What you will do - Go through the records underneath and write each one out again exactly.

Exercise materials -
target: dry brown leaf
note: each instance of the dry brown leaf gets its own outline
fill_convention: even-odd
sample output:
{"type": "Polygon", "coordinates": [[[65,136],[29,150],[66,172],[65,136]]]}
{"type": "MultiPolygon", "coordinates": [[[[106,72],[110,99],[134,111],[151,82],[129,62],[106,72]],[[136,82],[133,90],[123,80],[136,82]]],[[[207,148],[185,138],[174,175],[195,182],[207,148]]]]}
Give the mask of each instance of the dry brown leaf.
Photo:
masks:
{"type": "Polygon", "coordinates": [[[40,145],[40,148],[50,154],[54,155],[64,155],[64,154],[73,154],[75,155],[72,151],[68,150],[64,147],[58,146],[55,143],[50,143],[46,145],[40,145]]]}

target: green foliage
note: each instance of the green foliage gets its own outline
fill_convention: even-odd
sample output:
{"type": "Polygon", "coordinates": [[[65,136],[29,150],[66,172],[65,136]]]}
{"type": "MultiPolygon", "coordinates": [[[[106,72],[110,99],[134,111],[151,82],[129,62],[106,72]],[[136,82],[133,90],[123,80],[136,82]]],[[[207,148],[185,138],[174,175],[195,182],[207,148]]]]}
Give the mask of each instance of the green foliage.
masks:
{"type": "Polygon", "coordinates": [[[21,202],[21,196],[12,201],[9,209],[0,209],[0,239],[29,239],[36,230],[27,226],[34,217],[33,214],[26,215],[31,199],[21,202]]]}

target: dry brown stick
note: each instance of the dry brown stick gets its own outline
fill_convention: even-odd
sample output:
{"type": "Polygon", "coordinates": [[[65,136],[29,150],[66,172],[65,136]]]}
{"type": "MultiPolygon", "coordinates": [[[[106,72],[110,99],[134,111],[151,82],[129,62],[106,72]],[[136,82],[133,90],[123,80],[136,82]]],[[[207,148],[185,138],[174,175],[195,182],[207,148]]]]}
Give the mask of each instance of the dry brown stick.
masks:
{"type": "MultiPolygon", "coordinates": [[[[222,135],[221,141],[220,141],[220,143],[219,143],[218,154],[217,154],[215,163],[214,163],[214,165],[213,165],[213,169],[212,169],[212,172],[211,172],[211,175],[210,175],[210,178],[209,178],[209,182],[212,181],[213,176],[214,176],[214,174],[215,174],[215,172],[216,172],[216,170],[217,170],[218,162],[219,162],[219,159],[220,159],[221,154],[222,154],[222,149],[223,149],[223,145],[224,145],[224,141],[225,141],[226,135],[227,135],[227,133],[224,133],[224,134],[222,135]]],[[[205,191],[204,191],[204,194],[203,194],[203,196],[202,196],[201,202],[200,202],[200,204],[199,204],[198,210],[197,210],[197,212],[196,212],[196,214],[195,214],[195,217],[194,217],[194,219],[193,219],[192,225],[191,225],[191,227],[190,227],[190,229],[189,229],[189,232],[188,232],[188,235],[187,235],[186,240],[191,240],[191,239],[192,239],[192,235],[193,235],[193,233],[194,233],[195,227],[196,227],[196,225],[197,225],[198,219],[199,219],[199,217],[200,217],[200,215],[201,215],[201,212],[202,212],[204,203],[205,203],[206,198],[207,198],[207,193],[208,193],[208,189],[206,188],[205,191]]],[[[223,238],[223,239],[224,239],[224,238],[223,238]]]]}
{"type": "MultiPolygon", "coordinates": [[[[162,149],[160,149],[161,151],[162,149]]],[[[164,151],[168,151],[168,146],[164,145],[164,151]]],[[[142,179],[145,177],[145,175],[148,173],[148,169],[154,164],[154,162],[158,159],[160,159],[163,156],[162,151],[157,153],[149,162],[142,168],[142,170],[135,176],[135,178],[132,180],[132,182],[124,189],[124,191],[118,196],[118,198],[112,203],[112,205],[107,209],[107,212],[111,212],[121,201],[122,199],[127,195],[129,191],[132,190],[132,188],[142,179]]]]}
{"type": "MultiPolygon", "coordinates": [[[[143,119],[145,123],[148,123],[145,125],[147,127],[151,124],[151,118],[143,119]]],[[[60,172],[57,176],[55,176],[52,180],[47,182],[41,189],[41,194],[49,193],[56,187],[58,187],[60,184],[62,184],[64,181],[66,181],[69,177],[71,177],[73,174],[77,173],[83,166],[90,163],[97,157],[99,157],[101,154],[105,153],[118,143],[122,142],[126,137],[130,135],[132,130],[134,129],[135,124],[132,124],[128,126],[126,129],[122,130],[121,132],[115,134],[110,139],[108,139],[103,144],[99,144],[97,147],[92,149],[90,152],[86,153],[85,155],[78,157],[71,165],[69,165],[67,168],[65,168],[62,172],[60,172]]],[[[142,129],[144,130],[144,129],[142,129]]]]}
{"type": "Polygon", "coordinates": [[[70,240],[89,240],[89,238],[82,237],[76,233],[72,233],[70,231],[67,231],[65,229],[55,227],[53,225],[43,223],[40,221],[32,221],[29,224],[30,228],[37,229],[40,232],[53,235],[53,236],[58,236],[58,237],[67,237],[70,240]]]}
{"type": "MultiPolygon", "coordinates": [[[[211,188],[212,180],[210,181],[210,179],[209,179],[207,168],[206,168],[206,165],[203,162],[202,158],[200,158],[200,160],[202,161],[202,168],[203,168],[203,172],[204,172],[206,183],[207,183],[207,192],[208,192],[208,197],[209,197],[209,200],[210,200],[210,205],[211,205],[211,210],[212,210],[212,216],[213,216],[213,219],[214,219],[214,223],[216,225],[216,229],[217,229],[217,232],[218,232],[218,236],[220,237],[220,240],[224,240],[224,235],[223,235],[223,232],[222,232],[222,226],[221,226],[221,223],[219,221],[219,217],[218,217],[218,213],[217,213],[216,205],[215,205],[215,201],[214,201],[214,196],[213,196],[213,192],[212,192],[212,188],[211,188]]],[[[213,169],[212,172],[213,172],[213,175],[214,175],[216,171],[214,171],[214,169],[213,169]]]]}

Right answer -
target: dry brown leaf
note: each instance of the dry brown leaf gets its own outline
fill_convention: even-odd
sample output:
{"type": "Polygon", "coordinates": [[[65,136],[29,150],[66,172],[65,136]]]}
{"type": "MultiPolygon", "coordinates": [[[[106,72],[110,99],[134,111],[151,82],[129,62],[106,72]],[[136,82],[133,90],[123,80],[136,82]]],[[[207,148],[185,138],[174,175],[195,182],[207,148]]]]}
Give the mask of each instance of the dry brown leaf.
Photo:
masks:
{"type": "Polygon", "coordinates": [[[40,145],[40,148],[50,154],[54,155],[64,155],[64,154],[73,154],[75,155],[72,151],[68,150],[64,147],[58,146],[55,143],[50,143],[46,145],[40,145]]]}

target: green foliage
note: each instance of the green foliage gets its own outline
fill_convention: even-odd
sample output:
{"type": "Polygon", "coordinates": [[[65,136],[29,150],[66,172],[65,136]]]}
{"type": "MultiPolygon", "coordinates": [[[[106,72],[110,99],[134,111],[151,82],[129,62],[106,72]],[[136,82],[133,90],[123,80],[136,82]]],[[[207,148],[185,138],[174,175],[195,182],[207,148]]]]}
Give the mask of each instance of the green foliage.
masks:
{"type": "Polygon", "coordinates": [[[21,202],[21,196],[12,201],[9,209],[0,209],[0,239],[29,239],[36,230],[27,226],[34,217],[33,214],[26,215],[31,199],[21,202]]]}

target: dry brown stick
note: each instance of the dry brown stick gets its own outline
fill_convention: even-odd
sample output:
{"type": "Polygon", "coordinates": [[[65,136],[29,150],[66,172],[65,136]]]}
{"type": "MultiPolygon", "coordinates": [[[[106,72],[110,99],[134,111],[151,82],[129,62],[106,72]],[[136,82],[133,90],[123,80],[136,82]]],[[[207,148],[185,138],[174,175],[195,182],[207,148]]]]}
Give the mask of each instance of the dry brown stick.
masks:
{"type": "MultiPolygon", "coordinates": [[[[222,135],[221,141],[220,141],[220,143],[219,143],[218,154],[217,154],[215,163],[214,163],[214,165],[213,165],[213,169],[212,169],[212,172],[211,172],[211,175],[210,175],[210,178],[209,178],[209,182],[212,181],[213,176],[214,176],[214,174],[215,174],[215,172],[216,172],[216,170],[217,170],[218,162],[219,162],[219,159],[220,159],[221,154],[222,154],[222,149],[223,149],[223,145],[224,145],[224,141],[225,141],[226,135],[227,135],[227,133],[224,133],[224,134],[222,135]]],[[[205,191],[204,191],[204,194],[203,194],[203,196],[202,196],[201,202],[200,202],[200,204],[199,204],[198,210],[197,210],[197,212],[196,212],[196,214],[195,214],[195,217],[194,217],[194,219],[193,219],[192,225],[191,225],[191,227],[190,227],[190,229],[189,229],[189,232],[188,232],[188,235],[187,235],[186,240],[191,240],[191,239],[192,239],[192,235],[193,235],[193,233],[194,233],[195,227],[196,227],[196,225],[197,225],[198,219],[199,219],[199,217],[200,217],[200,215],[201,215],[201,212],[202,212],[204,203],[205,203],[206,198],[207,198],[207,193],[208,193],[208,189],[206,188],[205,191]]],[[[223,238],[223,239],[224,239],[224,238],[223,238]]]]}
{"type": "MultiPolygon", "coordinates": [[[[162,149],[160,149],[161,151],[162,149]]],[[[164,151],[168,151],[168,146],[164,145],[164,151]]],[[[142,179],[145,177],[145,175],[148,173],[148,169],[154,164],[154,162],[158,159],[160,159],[163,156],[162,151],[157,153],[149,162],[142,168],[142,170],[135,176],[135,178],[132,180],[132,182],[124,189],[124,191],[118,196],[118,198],[112,203],[112,205],[107,209],[107,212],[111,212],[121,201],[122,199],[127,195],[129,191],[132,190],[132,188],[142,179]]]]}
{"type": "MultiPolygon", "coordinates": [[[[143,119],[145,123],[148,123],[145,125],[147,127],[151,124],[151,118],[143,119]]],[[[60,172],[57,176],[55,176],[52,180],[47,182],[41,189],[41,194],[49,193],[56,187],[58,187],[60,184],[62,184],[64,181],[66,181],[69,177],[71,177],[73,174],[77,173],[83,166],[90,163],[97,157],[99,157],[101,154],[105,153],[118,143],[122,142],[126,137],[130,135],[132,130],[134,129],[135,124],[132,124],[128,126],[126,129],[122,130],[121,132],[115,134],[110,139],[108,139],[103,144],[99,144],[97,147],[92,149],[90,152],[86,153],[85,155],[78,157],[71,165],[69,165],[67,168],[65,168],[62,172],[60,172]]],[[[142,129],[144,130],[144,129],[142,129]]]]}
{"type": "Polygon", "coordinates": [[[70,240],[89,240],[89,238],[82,237],[76,233],[72,233],[70,231],[67,231],[65,229],[55,227],[53,225],[43,223],[40,221],[32,221],[29,224],[30,228],[37,229],[40,232],[53,235],[53,236],[58,236],[58,237],[67,237],[70,240]]]}
{"type": "MultiPolygon", "coordinates": [[[[211,188],[212,180],[210,181],[210,179],[209,179],[207,168],[206,168],[206,165],[203,162],[202,158],[200,158],[200,160],[202,161],[202,168],[203,168],[203,172],[204,172],[206,183],[207,183],[207,192],[208,192],[208,197],[209,197],[209,200],[210,200],[210,205],[211,205],[211,210],[212,210],[212,216],[213,216],[213,219],[214,219],[214,223],[216,225],[216,229],[217,229],[217,232],[218,232],[218,236],[220,237],[220,240],[224,240],[224,235],[223,235],[223,232],[222,232],[222,226],[221,226],[221,223],[219,221],[219,217],[218,217],[218,213],[217,213],[216,205],[215,205],[215,201],[214,201],[214,196],[213,196],[213,192],[212,192],[212,188],[211,188]]],[[[213,169],[212,172],[213,172],[213,175],[214,175],[216,171],[214,171],[214,169],[213,169]]]]}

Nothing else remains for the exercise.